> _Work task 1_: In the list of orientation scenarios, give the first sentence of every scenario that opens with the words "A student".
> _Work task 2_: Reproduce the part of the orientation scenarios list between "- A family member" and "to fall asleep.", inclusive.
> _Work task 3_: In the orientation scenarios list, what does the student with the headache typically use at home to relieve symptoms?

> _Reading passage_:
* * * *

Here is a list of orientation scenarios to help you craft your own customized list:
- A student has a major headache and typically uses Advil or Tylenol at home to relieve symptoms. However, this student did not bring any medication to orientation and seeks out the closest OL to ask for some.
- A student starts to get upset about the prospect of leaving their family and home behind. The student begins to cry as an OL passes their room.
- A student in an orientation group is not interested in participating in any of the activities or interacting with the other students.
- A student approaches an OL to tell them that they are uncomfortable with their roommate being gay.
- An OL is walking through the residence hallway back to their room. They hear loud music coming from one room as a student walks by with a bottle of alcohol.
- An OL is sitting in their room when they hear a loud bang from above. They go to check it out and see that a student has fallen down the stairs, possibly breaking a bone.
- A family member approaches a nearby OL to ask if they can stay with their student for the rest of the day instead of leaving campus like they are supposed to.
- Around midnight, a student approaches an OL about their orientation roommate being extremely loud. They would like to be placed in another room in order to fall asleep.

* * * *

Items from a data source:
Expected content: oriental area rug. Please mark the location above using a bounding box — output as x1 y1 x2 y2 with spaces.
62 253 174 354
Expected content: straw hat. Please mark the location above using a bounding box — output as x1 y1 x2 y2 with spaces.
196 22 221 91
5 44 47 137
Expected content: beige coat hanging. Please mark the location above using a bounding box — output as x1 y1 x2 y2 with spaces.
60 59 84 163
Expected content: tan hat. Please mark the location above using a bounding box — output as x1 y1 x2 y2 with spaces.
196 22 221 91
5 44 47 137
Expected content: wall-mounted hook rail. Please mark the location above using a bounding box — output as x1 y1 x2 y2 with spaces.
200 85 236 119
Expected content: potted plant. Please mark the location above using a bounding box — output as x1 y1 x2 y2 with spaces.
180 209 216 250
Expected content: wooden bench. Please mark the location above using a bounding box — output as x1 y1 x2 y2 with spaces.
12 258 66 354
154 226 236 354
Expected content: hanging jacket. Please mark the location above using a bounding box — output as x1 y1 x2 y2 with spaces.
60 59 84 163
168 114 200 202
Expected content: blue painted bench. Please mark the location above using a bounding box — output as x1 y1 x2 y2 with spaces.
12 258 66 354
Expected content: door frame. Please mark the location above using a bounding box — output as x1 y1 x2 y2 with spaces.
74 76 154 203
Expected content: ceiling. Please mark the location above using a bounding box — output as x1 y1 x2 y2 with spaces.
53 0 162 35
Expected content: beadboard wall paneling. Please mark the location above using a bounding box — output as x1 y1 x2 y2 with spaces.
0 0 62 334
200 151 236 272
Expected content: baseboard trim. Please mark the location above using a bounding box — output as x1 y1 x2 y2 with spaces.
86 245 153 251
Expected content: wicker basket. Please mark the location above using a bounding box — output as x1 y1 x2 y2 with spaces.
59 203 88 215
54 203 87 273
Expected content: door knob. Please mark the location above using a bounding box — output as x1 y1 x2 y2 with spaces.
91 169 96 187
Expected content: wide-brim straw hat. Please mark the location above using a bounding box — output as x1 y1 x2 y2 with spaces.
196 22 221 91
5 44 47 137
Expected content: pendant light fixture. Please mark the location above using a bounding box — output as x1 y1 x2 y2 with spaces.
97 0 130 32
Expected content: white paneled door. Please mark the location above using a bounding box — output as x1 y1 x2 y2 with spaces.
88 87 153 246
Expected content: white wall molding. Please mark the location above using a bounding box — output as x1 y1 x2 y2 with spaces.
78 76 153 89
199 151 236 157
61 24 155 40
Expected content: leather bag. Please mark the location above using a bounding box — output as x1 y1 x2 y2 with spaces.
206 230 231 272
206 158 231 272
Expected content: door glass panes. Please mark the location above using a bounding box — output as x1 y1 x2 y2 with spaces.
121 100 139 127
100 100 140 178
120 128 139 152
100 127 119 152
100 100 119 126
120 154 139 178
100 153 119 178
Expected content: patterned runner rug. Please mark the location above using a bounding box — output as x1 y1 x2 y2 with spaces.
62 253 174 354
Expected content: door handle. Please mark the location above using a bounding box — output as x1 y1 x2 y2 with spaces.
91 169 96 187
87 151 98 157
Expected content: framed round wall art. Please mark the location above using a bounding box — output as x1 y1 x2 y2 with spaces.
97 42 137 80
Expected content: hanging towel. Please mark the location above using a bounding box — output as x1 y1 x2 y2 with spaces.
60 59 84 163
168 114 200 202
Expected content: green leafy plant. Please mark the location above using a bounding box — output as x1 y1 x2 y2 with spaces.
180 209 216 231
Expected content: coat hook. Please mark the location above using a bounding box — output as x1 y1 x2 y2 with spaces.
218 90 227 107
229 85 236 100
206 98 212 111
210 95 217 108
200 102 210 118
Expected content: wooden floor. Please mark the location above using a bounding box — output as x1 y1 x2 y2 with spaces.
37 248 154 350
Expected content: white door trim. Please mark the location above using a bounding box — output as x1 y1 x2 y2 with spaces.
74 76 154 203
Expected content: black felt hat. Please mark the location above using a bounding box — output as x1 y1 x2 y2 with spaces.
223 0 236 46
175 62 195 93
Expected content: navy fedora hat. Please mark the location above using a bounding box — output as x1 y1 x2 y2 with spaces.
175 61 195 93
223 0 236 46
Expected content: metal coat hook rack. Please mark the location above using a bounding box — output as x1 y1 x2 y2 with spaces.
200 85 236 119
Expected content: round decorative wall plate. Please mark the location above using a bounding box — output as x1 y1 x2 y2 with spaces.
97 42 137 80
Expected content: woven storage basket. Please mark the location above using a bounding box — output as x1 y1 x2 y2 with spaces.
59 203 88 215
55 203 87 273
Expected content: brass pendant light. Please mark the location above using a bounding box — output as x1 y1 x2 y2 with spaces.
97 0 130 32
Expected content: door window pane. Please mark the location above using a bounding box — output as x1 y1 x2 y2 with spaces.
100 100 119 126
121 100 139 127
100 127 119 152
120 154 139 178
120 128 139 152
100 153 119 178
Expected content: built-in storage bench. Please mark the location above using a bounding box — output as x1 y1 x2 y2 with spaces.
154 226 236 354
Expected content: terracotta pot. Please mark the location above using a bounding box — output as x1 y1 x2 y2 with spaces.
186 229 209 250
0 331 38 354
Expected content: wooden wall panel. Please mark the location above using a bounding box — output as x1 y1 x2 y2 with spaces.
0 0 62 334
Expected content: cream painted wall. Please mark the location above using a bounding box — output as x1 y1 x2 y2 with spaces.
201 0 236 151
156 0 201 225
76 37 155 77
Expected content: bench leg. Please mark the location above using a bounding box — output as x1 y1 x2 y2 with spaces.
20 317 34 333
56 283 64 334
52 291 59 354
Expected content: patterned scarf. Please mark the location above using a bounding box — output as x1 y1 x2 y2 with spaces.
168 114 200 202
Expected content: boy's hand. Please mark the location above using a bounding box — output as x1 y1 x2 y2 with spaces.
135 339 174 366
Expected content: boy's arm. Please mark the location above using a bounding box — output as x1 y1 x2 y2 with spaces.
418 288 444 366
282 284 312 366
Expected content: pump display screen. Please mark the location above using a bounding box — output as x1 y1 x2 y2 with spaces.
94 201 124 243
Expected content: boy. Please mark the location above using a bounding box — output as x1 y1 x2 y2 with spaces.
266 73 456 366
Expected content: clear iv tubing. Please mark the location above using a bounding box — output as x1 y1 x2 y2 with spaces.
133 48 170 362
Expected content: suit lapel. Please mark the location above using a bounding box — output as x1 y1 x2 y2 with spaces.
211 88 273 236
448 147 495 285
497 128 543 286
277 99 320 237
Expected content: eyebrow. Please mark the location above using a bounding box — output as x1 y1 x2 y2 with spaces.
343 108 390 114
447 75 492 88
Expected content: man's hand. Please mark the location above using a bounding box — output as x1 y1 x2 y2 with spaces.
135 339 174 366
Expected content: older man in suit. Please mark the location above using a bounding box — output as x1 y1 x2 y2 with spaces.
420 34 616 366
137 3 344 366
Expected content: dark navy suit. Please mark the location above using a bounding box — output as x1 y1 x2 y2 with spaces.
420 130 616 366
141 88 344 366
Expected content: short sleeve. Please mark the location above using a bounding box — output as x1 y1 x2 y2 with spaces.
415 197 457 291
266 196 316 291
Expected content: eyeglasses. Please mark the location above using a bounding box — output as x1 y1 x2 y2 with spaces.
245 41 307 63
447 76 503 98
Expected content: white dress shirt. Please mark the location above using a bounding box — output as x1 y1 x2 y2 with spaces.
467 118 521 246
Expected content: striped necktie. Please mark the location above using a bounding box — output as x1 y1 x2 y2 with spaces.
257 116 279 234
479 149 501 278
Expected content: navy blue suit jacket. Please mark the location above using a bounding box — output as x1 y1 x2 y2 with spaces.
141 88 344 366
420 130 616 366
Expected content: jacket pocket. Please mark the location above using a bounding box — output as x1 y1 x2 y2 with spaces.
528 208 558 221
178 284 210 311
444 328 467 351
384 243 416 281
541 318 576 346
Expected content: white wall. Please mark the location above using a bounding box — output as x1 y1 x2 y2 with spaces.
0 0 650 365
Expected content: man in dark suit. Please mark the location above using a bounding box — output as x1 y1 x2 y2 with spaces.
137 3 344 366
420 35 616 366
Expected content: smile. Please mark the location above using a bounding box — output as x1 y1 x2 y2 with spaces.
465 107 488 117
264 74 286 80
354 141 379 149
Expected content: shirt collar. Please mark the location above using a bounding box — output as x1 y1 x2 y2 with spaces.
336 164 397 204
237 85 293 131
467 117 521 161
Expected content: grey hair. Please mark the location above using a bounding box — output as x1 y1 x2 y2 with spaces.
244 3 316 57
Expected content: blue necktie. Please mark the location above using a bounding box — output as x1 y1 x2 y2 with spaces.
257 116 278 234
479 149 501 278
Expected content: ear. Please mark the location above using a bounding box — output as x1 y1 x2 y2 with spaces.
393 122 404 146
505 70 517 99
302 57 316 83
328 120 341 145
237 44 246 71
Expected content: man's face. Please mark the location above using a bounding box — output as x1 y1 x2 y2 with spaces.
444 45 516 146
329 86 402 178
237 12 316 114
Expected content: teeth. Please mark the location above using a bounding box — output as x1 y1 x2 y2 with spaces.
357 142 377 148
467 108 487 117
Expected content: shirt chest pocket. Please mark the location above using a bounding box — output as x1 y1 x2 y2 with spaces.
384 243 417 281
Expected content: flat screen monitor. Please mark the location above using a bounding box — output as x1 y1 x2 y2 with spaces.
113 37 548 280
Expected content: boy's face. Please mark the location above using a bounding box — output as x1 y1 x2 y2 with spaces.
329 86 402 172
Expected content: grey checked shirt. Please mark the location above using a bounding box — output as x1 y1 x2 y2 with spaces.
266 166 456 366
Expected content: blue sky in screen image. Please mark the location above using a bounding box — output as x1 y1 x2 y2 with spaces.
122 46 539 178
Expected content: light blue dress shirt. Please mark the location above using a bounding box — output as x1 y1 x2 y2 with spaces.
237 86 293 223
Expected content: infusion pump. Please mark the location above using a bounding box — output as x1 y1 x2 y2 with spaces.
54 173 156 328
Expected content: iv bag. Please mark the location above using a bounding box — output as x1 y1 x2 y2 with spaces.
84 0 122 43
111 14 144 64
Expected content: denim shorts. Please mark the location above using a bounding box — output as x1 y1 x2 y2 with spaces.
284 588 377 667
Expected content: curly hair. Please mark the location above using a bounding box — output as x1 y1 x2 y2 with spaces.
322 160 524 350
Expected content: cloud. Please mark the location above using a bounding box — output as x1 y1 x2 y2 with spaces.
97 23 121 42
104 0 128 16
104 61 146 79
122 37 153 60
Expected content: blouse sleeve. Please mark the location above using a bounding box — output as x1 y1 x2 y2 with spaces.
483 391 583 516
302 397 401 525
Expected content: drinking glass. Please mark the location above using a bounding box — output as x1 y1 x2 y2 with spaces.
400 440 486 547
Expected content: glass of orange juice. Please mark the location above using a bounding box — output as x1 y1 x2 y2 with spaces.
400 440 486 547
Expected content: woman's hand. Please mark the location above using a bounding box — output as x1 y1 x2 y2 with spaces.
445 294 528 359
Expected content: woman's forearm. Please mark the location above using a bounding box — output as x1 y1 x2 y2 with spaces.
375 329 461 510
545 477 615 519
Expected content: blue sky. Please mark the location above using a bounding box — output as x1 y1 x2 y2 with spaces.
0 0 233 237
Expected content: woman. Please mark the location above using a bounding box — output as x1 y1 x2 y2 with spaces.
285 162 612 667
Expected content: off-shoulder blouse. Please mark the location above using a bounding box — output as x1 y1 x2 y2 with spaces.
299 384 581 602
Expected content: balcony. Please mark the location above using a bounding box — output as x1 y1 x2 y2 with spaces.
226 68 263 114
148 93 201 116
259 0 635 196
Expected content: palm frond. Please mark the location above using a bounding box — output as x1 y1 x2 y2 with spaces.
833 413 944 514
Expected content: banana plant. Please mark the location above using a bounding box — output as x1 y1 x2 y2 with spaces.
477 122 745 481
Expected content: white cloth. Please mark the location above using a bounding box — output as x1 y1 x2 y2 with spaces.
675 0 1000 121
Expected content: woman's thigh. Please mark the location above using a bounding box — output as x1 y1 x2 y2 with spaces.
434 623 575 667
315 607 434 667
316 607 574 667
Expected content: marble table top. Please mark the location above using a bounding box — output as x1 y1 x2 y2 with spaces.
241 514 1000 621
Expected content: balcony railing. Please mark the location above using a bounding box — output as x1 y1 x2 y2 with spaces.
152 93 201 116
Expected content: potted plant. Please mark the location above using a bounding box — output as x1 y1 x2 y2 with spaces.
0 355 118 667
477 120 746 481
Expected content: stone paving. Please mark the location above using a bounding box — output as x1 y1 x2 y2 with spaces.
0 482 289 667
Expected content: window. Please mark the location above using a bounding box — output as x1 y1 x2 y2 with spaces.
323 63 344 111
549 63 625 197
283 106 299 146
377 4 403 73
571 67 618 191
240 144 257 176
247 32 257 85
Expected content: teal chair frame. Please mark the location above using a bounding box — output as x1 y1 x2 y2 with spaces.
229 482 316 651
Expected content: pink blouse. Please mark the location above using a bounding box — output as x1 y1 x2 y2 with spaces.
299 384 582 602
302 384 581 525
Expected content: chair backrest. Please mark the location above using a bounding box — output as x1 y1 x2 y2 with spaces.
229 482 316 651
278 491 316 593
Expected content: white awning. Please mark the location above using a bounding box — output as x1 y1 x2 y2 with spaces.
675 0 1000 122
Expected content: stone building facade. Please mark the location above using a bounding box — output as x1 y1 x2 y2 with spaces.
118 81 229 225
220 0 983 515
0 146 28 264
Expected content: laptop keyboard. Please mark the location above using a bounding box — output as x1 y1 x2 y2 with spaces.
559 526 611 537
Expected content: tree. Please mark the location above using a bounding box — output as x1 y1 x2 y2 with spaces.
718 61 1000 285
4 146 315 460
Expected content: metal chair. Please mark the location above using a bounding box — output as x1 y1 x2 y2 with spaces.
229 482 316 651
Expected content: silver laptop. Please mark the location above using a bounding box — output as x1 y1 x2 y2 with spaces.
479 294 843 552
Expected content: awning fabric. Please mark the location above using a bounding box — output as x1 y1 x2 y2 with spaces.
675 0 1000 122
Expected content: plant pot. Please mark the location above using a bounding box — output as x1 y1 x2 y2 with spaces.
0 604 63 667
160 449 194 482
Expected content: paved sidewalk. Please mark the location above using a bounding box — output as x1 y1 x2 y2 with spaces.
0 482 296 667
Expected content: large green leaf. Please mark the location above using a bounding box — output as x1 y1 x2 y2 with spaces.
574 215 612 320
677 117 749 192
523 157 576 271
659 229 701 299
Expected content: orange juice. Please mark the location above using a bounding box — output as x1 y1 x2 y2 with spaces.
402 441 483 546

* * * *

> _Expected answer 1_:
- A student has a major headache and typically uses Advil or Tylenol at home to relieve symptoms.
- A student starts to get upset about the prospect of leaving their family and home behind.
- A student in an orientation group is not interested in participating in any of the activities or interacting with the other students.
- A student approaches an OL to tell them that they are uncomfortable with their roommate being gay.

> _Expected answer 2_:
- A family member approaches a nearby OL to ask if they can stay with their student for the rest of the day instead of leaving campus like they are supposed to.
- Around midnight, a student approaches an OL about their orientation roommate being extremely loud. They would like to be placed in another room in order to fall asleep.

> _Expected answer 3_: Advil or Tylenol.